### Verilen metin

__________

CHP İstanbul Milletvekili ve TBMM Anayasa Komisyonu CHP Grup Sözcüsü Prof. Dr. İbrahim Kaboğlu, TBMM Adalet Komisyonu’nda görüşülmeye devam eden kamuoyunda “sosyal medya” yasası olarak bilinen Basın Kanunu ile Bazı Kanunlarda Değişiklik Yapılmasına İlişkin Kanun Teklifi’ni eleştirdi. Seçim tarihi yaklaşırken, AKP-MHP ittifakının ifade özgürlüğünün zapturapt altına alınması için elinden geleni ardına koymayarak şimdi de sosyal medyayı kıskaca aldığını söyleyen Kaboğlu, düzenlemeyi demokratik toplumu sönümlendirme girişimi olarak değerlendirdi.
TBMM Anayasa Komisyonu CHP Grup Sözcüsü Prof. Dr. Kaboğlu, TBMM Adalet Komisyonu’nda görüşülmeye devam eden kamuoyunda “sosyal medya” yasası olarak bilinen Basın Kanunu ile Bazı Kanunlarda Değişiklik Yapılmasına İlişkin Kanun Teklifi ile ilgili yazılı açıklama yaptı.
Kaboğlu, "27.Yasama Döneminin 66. torba teklifi olarak gelen düzenleme teklifi, “sırf halk arasında endişe, korku veya panik yaratmak saikiyle, ülkenin iç ve dış güvenliği, kamu düzeni ve genel sağlığı ile ilgili gerçeğe aykırı bir bilgiyi, kamu barışını bozmaya elverişli şekilde alenen yayan kimse” için ceza yaptırımı öngörmekte." açıklamasını yaptı. Kaboğlu, seçim tarihi hızla yaklaşırken, AKP-MHP ittifakının ifade özgürlüğünün zapturapt altına alınması için elinden geleni ardına koymayarak şimdi de sosyal medyayı kıskaca aldığını söyledi.

__________

### Listelenen kayıtlar
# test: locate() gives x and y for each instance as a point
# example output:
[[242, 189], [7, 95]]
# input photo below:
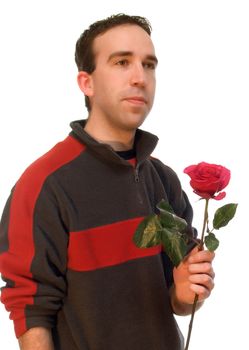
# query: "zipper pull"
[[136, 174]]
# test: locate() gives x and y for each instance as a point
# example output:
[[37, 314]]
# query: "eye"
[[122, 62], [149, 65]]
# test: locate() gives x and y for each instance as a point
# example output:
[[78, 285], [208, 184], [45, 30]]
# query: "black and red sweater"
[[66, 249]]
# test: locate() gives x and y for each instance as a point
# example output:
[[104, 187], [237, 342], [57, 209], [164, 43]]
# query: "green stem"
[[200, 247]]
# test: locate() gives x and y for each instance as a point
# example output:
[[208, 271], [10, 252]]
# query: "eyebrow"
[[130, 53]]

__________

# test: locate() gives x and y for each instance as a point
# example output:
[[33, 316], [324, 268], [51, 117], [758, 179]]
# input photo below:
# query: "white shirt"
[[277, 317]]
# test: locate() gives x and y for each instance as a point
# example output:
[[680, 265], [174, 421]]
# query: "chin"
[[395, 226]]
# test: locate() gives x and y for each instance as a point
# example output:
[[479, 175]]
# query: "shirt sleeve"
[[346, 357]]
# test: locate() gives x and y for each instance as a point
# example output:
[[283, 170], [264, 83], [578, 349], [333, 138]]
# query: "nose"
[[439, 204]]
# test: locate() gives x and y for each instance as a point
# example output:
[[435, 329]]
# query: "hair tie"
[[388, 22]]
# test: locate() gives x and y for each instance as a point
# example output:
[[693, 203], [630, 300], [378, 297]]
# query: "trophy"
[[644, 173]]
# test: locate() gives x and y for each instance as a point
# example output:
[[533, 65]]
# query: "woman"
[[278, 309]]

__________

### Çalışma soruları
#1 Aşağıdaki ifadelerin metinle örtüşüp örtüşmediğini evet ya da hayır ile belirtin ve her biri için belirleyici sözcükleri metinden aynen alıntılayın: (a) Kaboğlu, CHP Ankara Milletvekilidir. (b) Kanun teklifi TBMM Adalet Komisyonu'nda görüşülmeye devam etmektedir. (c) Kaboğlu teklif hakkında sözlü açıklama yapmıştır.
#2 Metne göre düzenleme teklifi, 27. Yasama Döneminin kaçıncı torba teklifi olarak gelmiştir?
#3 Metinde "TBMM Anayasa Komisyonu CHP Grup Sözcüsü Prof. Dr. Kaboğlu, TBMM" sözcüklerinden başlayıp "kıskaca aldığını söyledi." sözcükleri de dahil olmak üzere oraya kadar uzanan bölümü, "yazılı açıklama" ifadesini "basın açıklaması" olarak değiştirip yeniden yazın.

### Alıştırma cevapları
#1
(a) Hayır: "CHP İstanbul Milletvekili"
(b) Evet: "TBMM Adalet Komisyonu’nda görüşülmeye devam eden"
(c) Hayır: "yazılı açıklama yaptı"

#2 66. torba teklifi olarak gelmiştir.

#3
TBMM Anayasa Komisyonu CHP Grup Sözcüsü Prof. Dr. Kaboğlu, TBMM Adalet Komisyonu’nda görüşülmeye devam eden kamuoyunda “sosyal medya” yasası olarak bilinen Basın Kanunu ile Bazı Kanunlarda Değişiklik Yapılmasına İlişkin Kanun Teklifi ile ilgili basın açıklaması yaptı.
Kaboğlu, "27.Yasama Döneminin 66. torba teklifi olarak gelen düzenleme teklifi, “sırf halk arasında endişe, korku veya panik yaratmak saikiyle, ülkenin iç ve dış güvenliği, kamu düzeni ve genel sağlığı ile ilgili gerçeğe aykırı bir bilgiyi, kamu barışını bozmaya elverişli şekilde alenen yayan kimse” için ceza yaptırımı öngörmekte." açıklamasını yaptı. Kaboğlu, seçim tarihi hızla yaklaşırken, AKP-MHP ittifakının ifade özgürlüğünün zapturapt altına alınması için elinden geleni ardına koymayarak şimdi de sosyal medyayı kıskaca aldığını söyledi.